**Dataset rows**
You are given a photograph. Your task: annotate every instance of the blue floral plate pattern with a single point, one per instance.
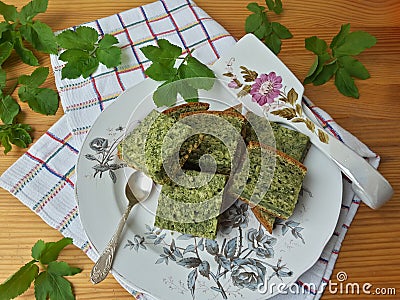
(244, 259)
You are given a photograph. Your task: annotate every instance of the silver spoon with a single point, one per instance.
(137, 189)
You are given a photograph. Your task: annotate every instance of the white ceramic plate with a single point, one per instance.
(169, 265)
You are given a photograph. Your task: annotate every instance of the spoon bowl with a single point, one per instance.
(137, 189)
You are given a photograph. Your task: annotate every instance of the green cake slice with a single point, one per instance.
(223, 132)
(176, 111)
(275, 188)
(291, 142)
(192, 207)
(152, 146)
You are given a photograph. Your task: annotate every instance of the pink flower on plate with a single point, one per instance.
(266, 88)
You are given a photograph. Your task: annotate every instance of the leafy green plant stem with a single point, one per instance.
(12, 88)
(271, 33)
(337, 61)
(48, 278)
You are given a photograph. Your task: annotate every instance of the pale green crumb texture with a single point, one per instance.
(280, 197)
(153, 143)
(218, 146)
(191, 210)
(291, 142)
(162, 150)
(175, 112)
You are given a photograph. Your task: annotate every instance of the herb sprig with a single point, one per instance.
(50, 282)
(338, 60)
(180, 75)
(271, 33)
(83, 54)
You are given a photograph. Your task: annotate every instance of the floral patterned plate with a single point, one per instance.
(245, 261)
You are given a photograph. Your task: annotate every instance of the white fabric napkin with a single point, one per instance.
(44, 177)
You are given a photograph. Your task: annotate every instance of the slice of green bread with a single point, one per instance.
(291, 142)
(220, 141)
(176, 111)
(192, 207)
(152, 147)
(280, 196)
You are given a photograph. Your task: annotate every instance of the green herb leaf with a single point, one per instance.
(254, 7)
(345, 84)
(9, 12)
(253, 23)
(340, 62)
(16, 134)
(9, 109)
(25, 54)
(62, 269)
(38, 249)
(354, 43)
(316, 45)
(79, 63)
(19, 282)
(270, 33)
(188, 93)
(83, 38)
(53, 286)
(281, 31)
(339, 38)
(84, 54)
(53, 249)
(161, 72)
(273, 42)
(5, 51)
(326, 73)
(36, 79)
(354, 67)
(275, 6)
(40, 100)
(110, 57)
(164, 53)
(107, 41)
(3, 79)
(317, 67)
(186, 80)
(4, 27)
(195, 69)
(166, 94)
(40, 36)
(29, 11)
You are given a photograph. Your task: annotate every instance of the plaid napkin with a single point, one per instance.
(44, 177)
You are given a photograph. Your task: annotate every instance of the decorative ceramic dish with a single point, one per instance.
(245, 261)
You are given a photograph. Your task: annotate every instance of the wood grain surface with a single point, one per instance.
(371, 249)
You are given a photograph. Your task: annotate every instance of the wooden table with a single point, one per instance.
(371, 250)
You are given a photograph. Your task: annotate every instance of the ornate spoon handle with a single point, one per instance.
(103, 265)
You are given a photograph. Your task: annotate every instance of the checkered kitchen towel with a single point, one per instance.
(44, 177)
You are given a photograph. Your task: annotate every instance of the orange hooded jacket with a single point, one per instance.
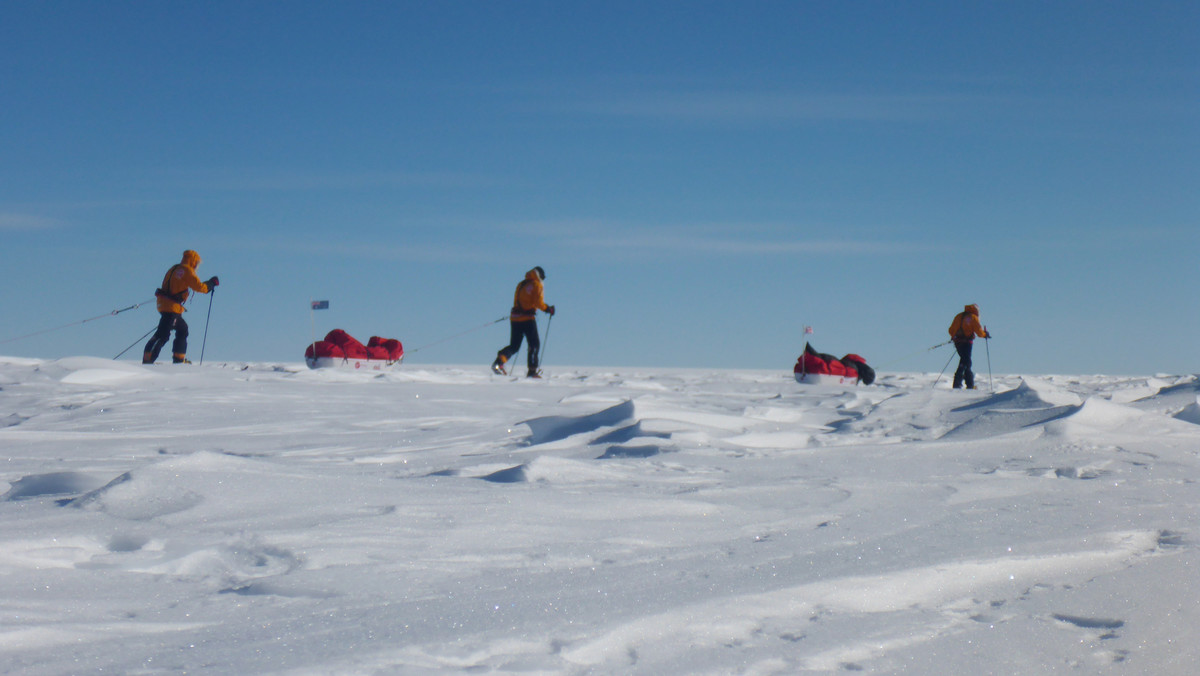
(966, 325)
(528, 299)
(178, 283)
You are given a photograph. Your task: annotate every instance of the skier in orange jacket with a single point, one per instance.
(964, 330)
(527, 300)
(177, 285)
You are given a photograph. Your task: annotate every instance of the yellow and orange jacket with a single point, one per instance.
(528, 299)
(966, 325)
(178, 283)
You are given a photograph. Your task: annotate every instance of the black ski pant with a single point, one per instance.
(527, 329)
(169, 322)
(964, 372)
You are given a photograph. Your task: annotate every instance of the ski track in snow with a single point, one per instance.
(268, 519)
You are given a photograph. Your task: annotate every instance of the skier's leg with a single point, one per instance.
(166, 323)
(179, 348)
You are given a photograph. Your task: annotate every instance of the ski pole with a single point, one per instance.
(135, 306)
(545, 341)
(911, 356)
(943, 368)
(135, 342)
(213, 292)
(457, 335)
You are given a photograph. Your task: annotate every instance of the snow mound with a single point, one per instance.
(51, 484)
(1031, 393)
(94, 370)
(558, 428)
(160, 489)
(1191, 413)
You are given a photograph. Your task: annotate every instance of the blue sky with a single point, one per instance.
(700, 180)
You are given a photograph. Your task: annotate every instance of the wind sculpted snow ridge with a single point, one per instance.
(267, 519)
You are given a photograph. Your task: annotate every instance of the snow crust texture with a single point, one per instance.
(268, 519)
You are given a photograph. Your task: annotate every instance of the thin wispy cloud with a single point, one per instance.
(703, 239)
(765, 106)
(17, 222)
(273, 180)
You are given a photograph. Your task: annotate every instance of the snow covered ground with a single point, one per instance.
(268, 519)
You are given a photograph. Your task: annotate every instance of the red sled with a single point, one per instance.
(819, 369)
(340, 350)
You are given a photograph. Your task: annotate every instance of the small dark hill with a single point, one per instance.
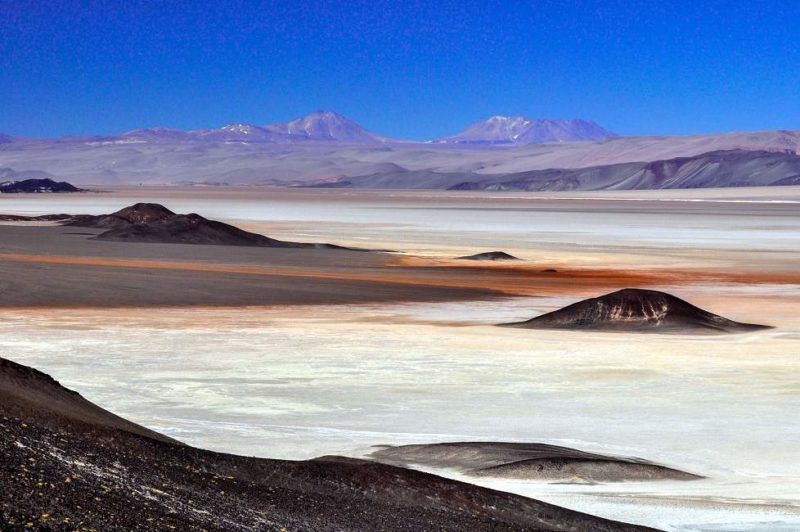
(489, 255)
(36, 186)
(67, 464)
(636, 310)
(154, 223)
(140, 213)
(534, 461)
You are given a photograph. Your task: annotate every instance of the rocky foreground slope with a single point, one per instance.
(636, 310)
(67, 464)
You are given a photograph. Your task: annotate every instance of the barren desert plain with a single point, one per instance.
(297, 353)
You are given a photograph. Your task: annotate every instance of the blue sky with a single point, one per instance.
(407, 69)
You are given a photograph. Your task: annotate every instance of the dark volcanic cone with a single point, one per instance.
(490, 255)
(142, 213)
(633, 309)
(37, 186)
(67, 464)
(532, 461)
(154, 223)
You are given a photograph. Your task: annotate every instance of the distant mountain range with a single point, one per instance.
(322, 126)
(521, 130)
(329, 126)
(327, 149)
(719, 169)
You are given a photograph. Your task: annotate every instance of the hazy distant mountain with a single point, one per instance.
(732, 168)
(521, 130)
(326, 125)
(164, 156)
(322, 126)
(156, 134)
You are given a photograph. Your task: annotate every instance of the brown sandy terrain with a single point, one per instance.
(63, 266)
(72, 465)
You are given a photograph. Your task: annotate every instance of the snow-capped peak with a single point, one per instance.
(500, 129)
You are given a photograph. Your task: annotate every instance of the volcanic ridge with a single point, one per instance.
(65, 463)
(636, 310)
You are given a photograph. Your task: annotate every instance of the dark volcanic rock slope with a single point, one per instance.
(36, 186)
(490, 255)
(67, 464)
(636, 310)
(154, 223)
(534, 461)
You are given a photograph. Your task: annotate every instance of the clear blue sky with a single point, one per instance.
(409, 69)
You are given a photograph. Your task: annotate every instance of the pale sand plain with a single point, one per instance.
(276, 379)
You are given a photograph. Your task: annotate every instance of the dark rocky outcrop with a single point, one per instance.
(637, 310)
(68, 464)
(490, 255)
(533, 461)
(154, 223)
(36, 186)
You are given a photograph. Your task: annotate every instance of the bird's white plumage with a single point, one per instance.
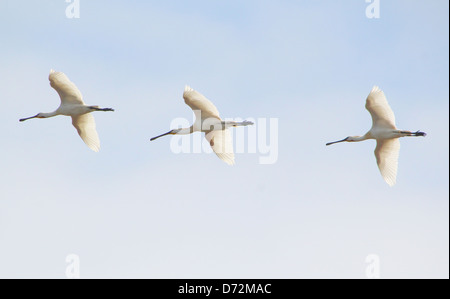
(85, 125)
(387, 153)
(381, 112)
(222, 145)
(207, 120)
(385, 133)
(199, 102)
(72, 105)
(67, 90)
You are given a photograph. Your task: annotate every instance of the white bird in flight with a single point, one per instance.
(72, 105)
(385, 133)
(207, 120)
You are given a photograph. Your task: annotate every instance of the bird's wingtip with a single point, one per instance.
(375, 88)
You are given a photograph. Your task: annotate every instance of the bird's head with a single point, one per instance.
(39, 115)
(347, 139)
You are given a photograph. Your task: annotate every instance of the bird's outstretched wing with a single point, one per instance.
(377, 105)
(222, 145)
(387, 152)
(66, 89)
(199, 102)
(85, 125)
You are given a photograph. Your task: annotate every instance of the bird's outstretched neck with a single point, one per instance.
(413, 134)
(96, 108)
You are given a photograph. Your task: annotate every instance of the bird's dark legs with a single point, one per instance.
(414, 134)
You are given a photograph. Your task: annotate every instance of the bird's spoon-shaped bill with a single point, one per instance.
(330, 143)
(168, 133)
(24, 119)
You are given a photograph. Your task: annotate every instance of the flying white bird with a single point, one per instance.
(385, 133)
(207, 120)
(72, 105)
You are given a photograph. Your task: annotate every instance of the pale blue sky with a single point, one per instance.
(137, 210)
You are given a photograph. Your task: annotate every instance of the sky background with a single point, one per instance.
(137, 210)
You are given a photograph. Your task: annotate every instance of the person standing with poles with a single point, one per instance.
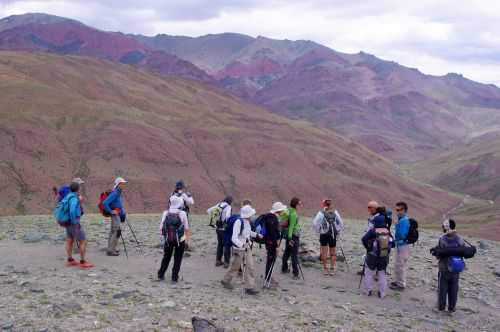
(113, 206)
(292, 239)
(328, 225)
(242, 252)
(174, 227)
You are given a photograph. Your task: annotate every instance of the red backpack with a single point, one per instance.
(102, 198)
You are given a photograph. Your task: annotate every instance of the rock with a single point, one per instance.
(7, 326)
(34, 237)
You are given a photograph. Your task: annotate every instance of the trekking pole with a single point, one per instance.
(135, 237)
(124, 246)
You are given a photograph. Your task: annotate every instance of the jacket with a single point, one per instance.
(320, 219)
(240, 238)
(402, 229)
(449, 240)
(293, 223)
(75, 209)
(114, 201)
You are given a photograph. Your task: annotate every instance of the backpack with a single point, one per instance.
(412, 236)
(383, 240)
(228, 232)
(328, 224)
(100, 206)
(61, 212)
(172, 229)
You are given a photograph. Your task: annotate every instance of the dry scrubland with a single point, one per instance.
(40, 294)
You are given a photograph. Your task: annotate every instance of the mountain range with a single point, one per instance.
(340, 102)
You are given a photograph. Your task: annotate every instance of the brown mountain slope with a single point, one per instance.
(74, 116)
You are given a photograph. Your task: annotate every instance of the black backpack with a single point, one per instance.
(412, 232)
(172, 229)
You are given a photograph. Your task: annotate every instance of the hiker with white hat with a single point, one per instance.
(242, 252)
(113, 205)
(271, 223)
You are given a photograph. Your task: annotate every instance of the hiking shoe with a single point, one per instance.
(251, 291)
(85, 265)
(226, 284)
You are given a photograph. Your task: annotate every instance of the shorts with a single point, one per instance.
(328, 240)
(75, 232)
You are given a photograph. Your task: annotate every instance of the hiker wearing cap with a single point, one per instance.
(270, 229)
(74, 230)
(174, 228)
(378, 243)
(219, 216)
(448, 279)
(402, 247)
(113, 205)
(328, 224)
(242, 252)
(292, 239)
(187, 198)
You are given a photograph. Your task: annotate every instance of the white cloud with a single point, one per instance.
(436, 36)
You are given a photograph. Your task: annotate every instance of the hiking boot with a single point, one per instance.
(72, 262)
(226, 284)
(251, 291)
(85, 265)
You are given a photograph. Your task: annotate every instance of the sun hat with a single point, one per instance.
(278, 207)
(247, 212)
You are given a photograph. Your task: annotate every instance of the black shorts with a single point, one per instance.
(328, 240)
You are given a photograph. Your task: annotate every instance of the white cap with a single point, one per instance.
(247, 212)
(119, 180)
(176, 202)
(77, 180)
(278, 207)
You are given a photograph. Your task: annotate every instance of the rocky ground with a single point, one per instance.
(38, 293)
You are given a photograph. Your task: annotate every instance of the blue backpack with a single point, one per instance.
(61, 212)
(228, 232)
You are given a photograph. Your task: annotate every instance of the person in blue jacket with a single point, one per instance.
(74, 231)
(402, 247)
(114, 206)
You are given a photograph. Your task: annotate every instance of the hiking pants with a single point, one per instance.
(292, 252)
(448, 288)
(114, 233)
(178, 251)
(242, 259)
(401, 264)
(271, 259)
(222, 249)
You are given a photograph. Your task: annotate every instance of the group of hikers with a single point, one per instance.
(237, 233)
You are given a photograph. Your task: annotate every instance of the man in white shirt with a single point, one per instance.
(242, 252)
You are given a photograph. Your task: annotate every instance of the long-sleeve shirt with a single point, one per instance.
(402, 229)
(319, 219)
(293, 223)
(241, 238)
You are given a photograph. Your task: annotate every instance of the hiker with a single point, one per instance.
(174, 227)
(242, 252)
(74, 230)
(219, 215)
(402, 247)
(448, 280)
(187, 198)
(378, 242)
(271, 239)
(292, 239)
(113, 206)
(328, 225)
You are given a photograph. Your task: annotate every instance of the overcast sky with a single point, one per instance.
(435, 36)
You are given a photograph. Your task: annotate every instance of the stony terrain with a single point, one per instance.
(40, 294)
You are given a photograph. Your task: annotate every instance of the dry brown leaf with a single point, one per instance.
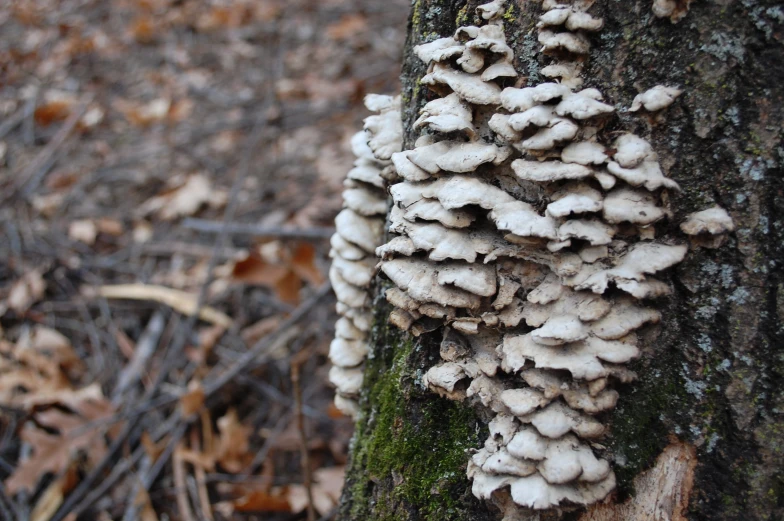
(53, 496)
(283, 272)
(258, 329)
(233, 443)
(110, 226)
(180, 110)
(326, 489)
(53, 111)
(181, 301)
(193, 400)
(303, 263)
(144, 114)
(47, 204)
(83, 230)
(185, 200)
(142, 231)
(143, 29)
(346, 27)
(25, 292)
(74, 434)
(34, 371)
(260, 501)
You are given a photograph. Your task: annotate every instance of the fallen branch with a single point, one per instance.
(181, 301)
(314, 233)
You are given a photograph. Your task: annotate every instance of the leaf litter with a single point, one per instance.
(119, 325)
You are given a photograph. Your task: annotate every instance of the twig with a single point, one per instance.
(28, 179)
(145, 348)
(181, 301)
(314, 233)
(201, 476)
(183, 504)
(152, 471)
(246, 361)
(303, 448)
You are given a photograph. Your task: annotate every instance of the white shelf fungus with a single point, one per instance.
(708, 228)
(657, 98)
(359, 231)
(505, 231)
(713, 221)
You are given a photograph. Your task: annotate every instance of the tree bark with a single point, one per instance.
(700, 434)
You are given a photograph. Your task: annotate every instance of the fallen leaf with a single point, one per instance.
(143, 29)
(283, 271)
(181, 301)
(257, 330)
(66, 436)
(56, 106)
(109, 226)
(142, 232)
(185, 200)
(233, 443)
(346, 27)
(193, 400)
(52, 498)
(260, 501)
(83, 230)
(144, 114)
(303, 263)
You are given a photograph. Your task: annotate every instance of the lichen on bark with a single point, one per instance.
(711, 373)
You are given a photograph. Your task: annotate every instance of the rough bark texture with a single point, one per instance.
(710, 390)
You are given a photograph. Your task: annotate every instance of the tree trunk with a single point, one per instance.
(700, 434)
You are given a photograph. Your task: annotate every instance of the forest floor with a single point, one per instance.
(159, 157)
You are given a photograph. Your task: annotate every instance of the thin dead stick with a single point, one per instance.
(314, 233)
(182, 301)
(28, 179)
(200, 474)
(145, 348)
(183, 504)
(296, 365)
(152, 471)
(251, 356)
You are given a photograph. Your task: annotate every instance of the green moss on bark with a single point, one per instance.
(410, 451)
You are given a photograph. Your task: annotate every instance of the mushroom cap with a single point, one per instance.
(469, 87)
(584, 153)
(714, 221)
(656, 98)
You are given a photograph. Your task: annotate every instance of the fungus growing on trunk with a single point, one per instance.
(540, 299)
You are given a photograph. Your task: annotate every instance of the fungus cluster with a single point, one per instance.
(359, 231)
(528, 237)
(540, 301)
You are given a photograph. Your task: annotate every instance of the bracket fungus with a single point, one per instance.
(657, 98)
(708, 228)
(505, 231)
(359, 231)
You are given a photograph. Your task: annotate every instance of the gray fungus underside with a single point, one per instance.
(711, 373)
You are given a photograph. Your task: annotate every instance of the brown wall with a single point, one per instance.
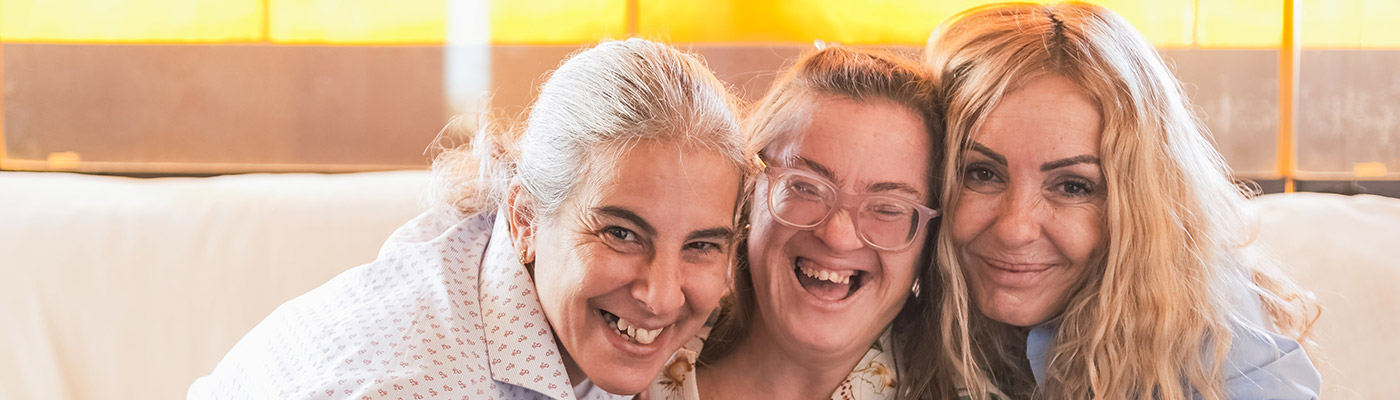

**Work to do**
Omit the pictures, and please restate word for word the lines running from the line with "of the rough" to the end of the entries.

**Result of this task**
You are given a photograph. Your task: annotate every instance of the rough bark texture with a single point, one per instance.
(710, 390)
You are given a photograph. Your task: annotate every instance of the tree trunk with a single point, one per instance.
(700, 434)
You are given a photograph. Your task: annotate every instance of the forest floor with a single point, one per instance.
(159, 157)
You are given a photograph. Your task: annotate every instance of the thin dead stick with a single point, one per instance.
(314, 233)
(182, 301)
(28, 179)
(200, 474)
(145, 348)
(183, 504)
(296, 365)
(152, 471)
(251, 356)
You are given a photograph. Your task: annotate every instance of the green moss on bark with a single point, one per instance.
(410, 451)
You are given a photograph. Your task: annotate every instance of the mushroom cap with a single point, one per instance.
(469, 87)
(584, 153)
(714, 221)
(656, 98)
You are given a photograph. Your task: annotate every instance of the fungus growing on trunk with a single point, one per instance.
(540, 299)
You are given a photograph. Your task: annotate every instance of the fungus cluster with a single point, one per instance.
(359, 231)
(528, 237)
(540, 301)
You are given a photograph. Your task: annotate every instance of the bracket fungus with a single point, one per instance.
(657, 98)
(708, 228)
(505, 231)
(359, 231)
You are given a photograph. Your task: annotate every instance of the gray fungus underside with a single point, one per instance.
(711, 373)
You are given a photograph. Your task: annotate every instance of the brown wall with a single point, one per instance.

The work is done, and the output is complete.